Aim of the exercise:
Copy out the full note on SPH's bid for Clementi Mall word for word.

Selected excerpt:
============

SPH – DBS
Overpaying for the mall
• SPH’s JV put in a bid of S$542m for Clementi Mall, 42% above second bidder
• Costly at c. S$3,055 psf NLA, vs other bids and latest valuation of other suburban retail malls
• Downgrade to Hold; lower TP: S$4.00
S$542m bid for Clementi Mall. SPH, in a JV with NTUC, submitted the highest bid of S$541.9m (amongst 6 bidders) for a 25,000 sqm GFA shopping mall at Clementi, in a tender that closed last evening (10 Nov). The bid of S$541.9m was above-market-expectations and is c.42% higher than the second bid of S$382m. The bid works out to S$2,014 psf GFA.

============

Provided material:
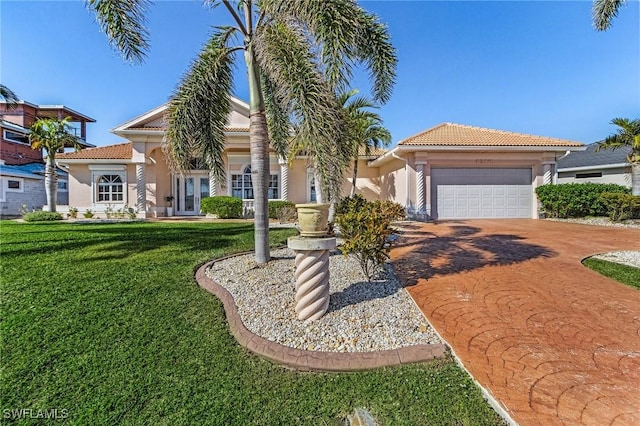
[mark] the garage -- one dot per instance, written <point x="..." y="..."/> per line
<point x="474" y="193"/>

============

Expected answer:
SPH – DBS
Overpaying for the mall
• SPH’s JV put in a bid of S$542m for Clementi Mall, 42% above second bidder
• Costly at c. S$3,055 psf NLA, vs other bids and latest valuation of other suburban retail malls
• Downgrade to Hold; lower TP: S$4.00
S$542m bid for Clementi Mall. SPH, in a JV with NTUC, submitted the highest bid of S$541.9m (amongst 6 bidders) for a 25,000 sqm GFA shopping mall at Clementi, in a tender that closed last evening (10 Nov). The bid of S$541.9m was above-market-expectations and is c.42% higher than the second bid of S$382m. The bid works out to S$2,014 psf GFA.